*** Opening Available records ***

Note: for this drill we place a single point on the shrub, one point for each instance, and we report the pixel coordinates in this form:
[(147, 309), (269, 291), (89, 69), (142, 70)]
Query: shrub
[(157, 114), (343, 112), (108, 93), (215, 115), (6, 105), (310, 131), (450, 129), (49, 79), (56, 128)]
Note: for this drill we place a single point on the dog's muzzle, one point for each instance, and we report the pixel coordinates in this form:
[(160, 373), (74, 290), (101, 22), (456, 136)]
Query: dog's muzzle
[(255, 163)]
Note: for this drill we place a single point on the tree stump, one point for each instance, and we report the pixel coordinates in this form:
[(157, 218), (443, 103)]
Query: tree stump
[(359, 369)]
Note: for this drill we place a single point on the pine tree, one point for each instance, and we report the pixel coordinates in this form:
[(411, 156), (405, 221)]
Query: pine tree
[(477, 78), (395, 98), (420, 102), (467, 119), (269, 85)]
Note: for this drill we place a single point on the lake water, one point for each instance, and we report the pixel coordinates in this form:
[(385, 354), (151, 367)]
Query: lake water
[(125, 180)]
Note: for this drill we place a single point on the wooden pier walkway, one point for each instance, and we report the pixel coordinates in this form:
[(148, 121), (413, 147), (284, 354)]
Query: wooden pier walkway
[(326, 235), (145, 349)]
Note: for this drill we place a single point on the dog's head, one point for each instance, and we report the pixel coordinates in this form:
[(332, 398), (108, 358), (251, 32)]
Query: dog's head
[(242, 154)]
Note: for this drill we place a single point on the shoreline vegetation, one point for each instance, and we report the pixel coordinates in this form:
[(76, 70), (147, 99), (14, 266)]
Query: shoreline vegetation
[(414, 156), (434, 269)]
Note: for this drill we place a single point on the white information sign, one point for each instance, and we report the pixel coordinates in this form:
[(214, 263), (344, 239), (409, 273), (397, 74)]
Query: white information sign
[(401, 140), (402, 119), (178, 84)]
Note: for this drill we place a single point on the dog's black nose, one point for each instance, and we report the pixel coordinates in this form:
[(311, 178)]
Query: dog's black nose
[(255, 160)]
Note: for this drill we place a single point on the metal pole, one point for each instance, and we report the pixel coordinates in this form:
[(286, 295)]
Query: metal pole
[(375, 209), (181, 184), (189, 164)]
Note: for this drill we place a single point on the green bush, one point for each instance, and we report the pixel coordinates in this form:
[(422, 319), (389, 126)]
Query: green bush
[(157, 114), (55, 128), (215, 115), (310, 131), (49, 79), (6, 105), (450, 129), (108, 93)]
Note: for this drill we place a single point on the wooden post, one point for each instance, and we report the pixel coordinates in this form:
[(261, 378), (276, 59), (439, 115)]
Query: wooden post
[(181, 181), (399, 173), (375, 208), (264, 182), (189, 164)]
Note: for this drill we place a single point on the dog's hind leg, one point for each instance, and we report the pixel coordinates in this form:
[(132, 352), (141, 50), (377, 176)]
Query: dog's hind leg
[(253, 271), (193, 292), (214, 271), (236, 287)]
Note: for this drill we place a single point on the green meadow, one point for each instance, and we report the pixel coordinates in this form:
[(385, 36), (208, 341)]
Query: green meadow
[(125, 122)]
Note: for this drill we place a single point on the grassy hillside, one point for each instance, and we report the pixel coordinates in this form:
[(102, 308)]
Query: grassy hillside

*** Closing Available records ***

Work instruction
Nothing past the line containing "[(160, 373), (74, 290), (101, 22), (456, 136)]" should be restated; transcribe the material exactly from its first line through that line.

Solution
Note: for this drill we place a single point on the shrub, one point for each instance, and we report the pixel coordinates in this form:
[(147, 309), (269, 291), (89, 69), (142, 70)]
Query: shrub
[(157, 114), (343, 112), (108, 93), (215, 115), (6, 105), (310, 131), (450, 129), (49, 79), (56, 128)]
Note: for this drill we place a single point on the dog's muzzle, one point for each instance, and we report the pixel coordinates in this form:
[(160, 373), (74, 290), (101, 22), (456, 136)]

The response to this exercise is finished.